Dataset records about object locations
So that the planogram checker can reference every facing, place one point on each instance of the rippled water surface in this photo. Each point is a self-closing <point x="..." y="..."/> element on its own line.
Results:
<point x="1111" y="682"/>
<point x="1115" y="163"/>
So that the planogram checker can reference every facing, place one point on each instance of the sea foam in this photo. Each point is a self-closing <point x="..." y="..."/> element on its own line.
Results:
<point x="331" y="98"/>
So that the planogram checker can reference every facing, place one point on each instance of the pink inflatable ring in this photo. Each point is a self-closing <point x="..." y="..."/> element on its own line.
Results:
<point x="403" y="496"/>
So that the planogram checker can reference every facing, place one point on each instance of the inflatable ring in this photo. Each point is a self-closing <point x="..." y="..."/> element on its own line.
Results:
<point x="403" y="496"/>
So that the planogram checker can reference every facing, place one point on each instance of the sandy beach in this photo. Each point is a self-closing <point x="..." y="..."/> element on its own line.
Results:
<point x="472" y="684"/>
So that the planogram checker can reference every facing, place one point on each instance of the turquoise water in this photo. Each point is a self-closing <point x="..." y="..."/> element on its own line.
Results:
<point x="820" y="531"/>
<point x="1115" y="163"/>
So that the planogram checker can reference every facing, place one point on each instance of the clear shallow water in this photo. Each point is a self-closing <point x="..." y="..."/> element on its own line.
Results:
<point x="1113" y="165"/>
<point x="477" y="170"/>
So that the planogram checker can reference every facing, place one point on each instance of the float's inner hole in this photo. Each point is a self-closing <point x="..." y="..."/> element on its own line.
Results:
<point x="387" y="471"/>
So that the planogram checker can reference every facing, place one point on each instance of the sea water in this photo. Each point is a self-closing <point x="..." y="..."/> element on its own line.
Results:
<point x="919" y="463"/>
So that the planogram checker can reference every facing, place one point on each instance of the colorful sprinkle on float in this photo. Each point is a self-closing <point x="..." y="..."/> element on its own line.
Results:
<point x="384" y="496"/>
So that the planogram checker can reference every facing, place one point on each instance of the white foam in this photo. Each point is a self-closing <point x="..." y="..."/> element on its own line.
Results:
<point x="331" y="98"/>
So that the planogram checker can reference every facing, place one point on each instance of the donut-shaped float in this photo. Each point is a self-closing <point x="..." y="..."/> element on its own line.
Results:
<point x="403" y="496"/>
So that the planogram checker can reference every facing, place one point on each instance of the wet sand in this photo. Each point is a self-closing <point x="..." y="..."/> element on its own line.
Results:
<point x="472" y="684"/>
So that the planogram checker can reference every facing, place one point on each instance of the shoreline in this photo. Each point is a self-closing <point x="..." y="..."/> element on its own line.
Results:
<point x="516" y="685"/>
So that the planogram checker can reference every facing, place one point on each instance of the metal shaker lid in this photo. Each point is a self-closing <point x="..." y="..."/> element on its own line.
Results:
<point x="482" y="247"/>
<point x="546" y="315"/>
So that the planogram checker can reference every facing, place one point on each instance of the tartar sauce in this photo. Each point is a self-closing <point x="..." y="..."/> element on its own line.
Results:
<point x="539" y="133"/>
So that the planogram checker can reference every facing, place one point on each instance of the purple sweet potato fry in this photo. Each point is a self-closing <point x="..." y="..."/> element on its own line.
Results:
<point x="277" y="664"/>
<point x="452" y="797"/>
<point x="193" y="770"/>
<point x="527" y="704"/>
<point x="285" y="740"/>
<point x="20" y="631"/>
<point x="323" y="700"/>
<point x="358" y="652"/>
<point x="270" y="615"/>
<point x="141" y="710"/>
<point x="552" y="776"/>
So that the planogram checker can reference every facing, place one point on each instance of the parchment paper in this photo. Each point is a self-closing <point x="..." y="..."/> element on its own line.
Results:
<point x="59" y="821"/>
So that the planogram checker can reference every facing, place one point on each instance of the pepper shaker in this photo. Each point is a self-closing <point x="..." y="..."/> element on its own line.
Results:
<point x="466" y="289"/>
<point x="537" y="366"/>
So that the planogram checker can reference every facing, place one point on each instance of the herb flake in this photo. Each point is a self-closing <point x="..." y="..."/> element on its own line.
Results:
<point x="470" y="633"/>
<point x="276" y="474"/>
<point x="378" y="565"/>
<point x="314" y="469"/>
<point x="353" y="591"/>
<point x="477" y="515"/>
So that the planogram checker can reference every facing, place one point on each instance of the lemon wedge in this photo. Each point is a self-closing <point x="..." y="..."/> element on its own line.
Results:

▶ _Exercise details_
Repeat the data precisely, line by line.

▶ _Solution to this problem_
So that the planogram checker can reference every facing, place one point on each instance of the rippled water surface in this photo. Each point is a self-closing <point x="..." y="..."/> element on its own line.
Results:
<point x="1111" y="682"/>
<point x="1115" y="163"/>
So that the planogram checker can reference every facing, place one point on each instance of the sea foam in this photo. Each point is a self-closing <point x="..." y="..."/> element on its own line.
Results:
<point x="331" y="98"/>
So that the planogram checker can reference every facing, place one point on each instance of the pink inflatable ring in this photo. Each point is a self-closing <point x="..." y="..."/> element on its own line.
Results:
<point x="403" y="496"/>
So that the planogram checker can reference every facing, place one point on each instance of the inflatable ring in this photo. Each point is a self-closing <point x="..." y="..."/> element on its own line.
Results:
<point x="403" y="496"/>
So that the planogram checker can reference every facing, place one point on each instance of the sandy beach in this photo. Each point is a self-closing <point x="..." y="..."/> element on its own line.
Results:
<point x="472" y="684"/>
So that the planogram checker can reference every facing, place one point on each instance of the turquoise water in this photo. Each point is a self-closing <point x="..." y="..."/> element on its own line.
Results:
<point x="820" y="531"/>
<point x="1115" y="163"/>
So that the planogram checker can reference every facing, place one point on each instance of the clear shallow water in this photo. Each point is a self-closing <point x="..." y="..."/> element on its own line.
Results:
<point x="1113" y="165"/>
<point x="477" y="170"/>
So that the planogram checker can reference every facing, place one point on each instance of the float's inner hole in this photo. Each point is a self-closing <point x="..." y="..."/> element on its own line.
Results:
<point x="387" y="471"/>
So that the planogram checker can reference every facing, place one point on each instance of the sea water in this photo. Each point is a self-closing <point x="..." y="..."/> element on its own line.
Results:
<point x="919" y="463"/>
So that the planogram checker can reference every facing, place one point on each instance of the colorful sprinkle on float in this photo. Each point is a self-closing <point x="..." y="..."/> element on its own line.
Results:
<point x="384" y="496"/>
So that the planogram checker can reference every facing, place one point on each instance of the white foam in this photo. Each point is a self-closing <point x="..." y="..."/> element on its own line.
Results:
<point x="331" y="98"/>
So that the planogram checker can reference every facing, place one point on each instance of the donut-shaped float in this photo. Each point is a self-closing <point x="..." y="..."/> element on its own line.
Results:
<point x="403" y="496"/>
So that the planogram checker can reference every facing, place one point on each instance of the wet sand in this photo. Each point is a self-closing <point x="..." y="..."/> element on its own line.
Results:
<point x="472" y="684"/>
So that the planogram checker can reference every facing, place one point on each instance of the shoreline in this photo. Each point is a self-closing <point x="..." y="..."/> element on its own line.
Results:
<point x="516" y="685"/>
So that the planogram checker can reference every facing, place one point on each instance of the metal shaker lid in this photo. Each point is a self-closing <point x="..." y="..."/> element on its own line.
Results:
<point x="482" y="247"/>
<point x="546" y="315"/>
So that the planogram checker can reference every facing, place one point on each instance of the tartar sauce in this photo. Each point is a self-closing <point x="..." y="..."/> element on its own line.
Results:
<point x="539" y="133"/>
So that the planogram checker can reference every facing, place one point on each instance of the purple sweet potato fry in this photo. Each point is a self-closing <point x="..." y="..."/> element on its own line.
Results:
<point x="277" y="664"/>
<point x="452" y="797"/>
<point x="193" y="770"/>
<point x="527" y="704"/>
<point x="285" y="740"/>
<point x="20" y="631"/>
<point x="323" y="700"/>
<point x="358" y="652"/>
<point x="270" y="615"/>
<point x="141" y="710"/>
<point x="552" y="776"/>
So that the planogram checker can reference every facing, place one point on each instance of the parchment paper in this photo. Each point is a self-closing <point x="..." y="..."/> element on its own line.
Results:
<point x="59" y="821"/>
So that the planogram checker can reference every facing, place one point on each instance of the pepper shaker in this photo. Each point is a self-closing <point x="..." y="..."/> element on its own line.
Results:
<point x="466" y="289"/>
<point x="537" y="366"/>
So that the planogram checker can reference every facing, place one point on each instance of the herb flake in this photo. Each point is a self-closing <point x="..." y="..."/> element on its own line.
Results:
<point x="470" y="633"/>
<point x="276" y="474"/>
<point x="378" y="565"/>
<point x="314" y="469"/>
<point x="353" y="591"/>
<point x="477" y="515"/>
So that the planogram checker can reference every facing, place one point on each instance of the lemon wedge in this photo. Each point is a self-closing <point x="..." y="..."/> element on its own line.
Results:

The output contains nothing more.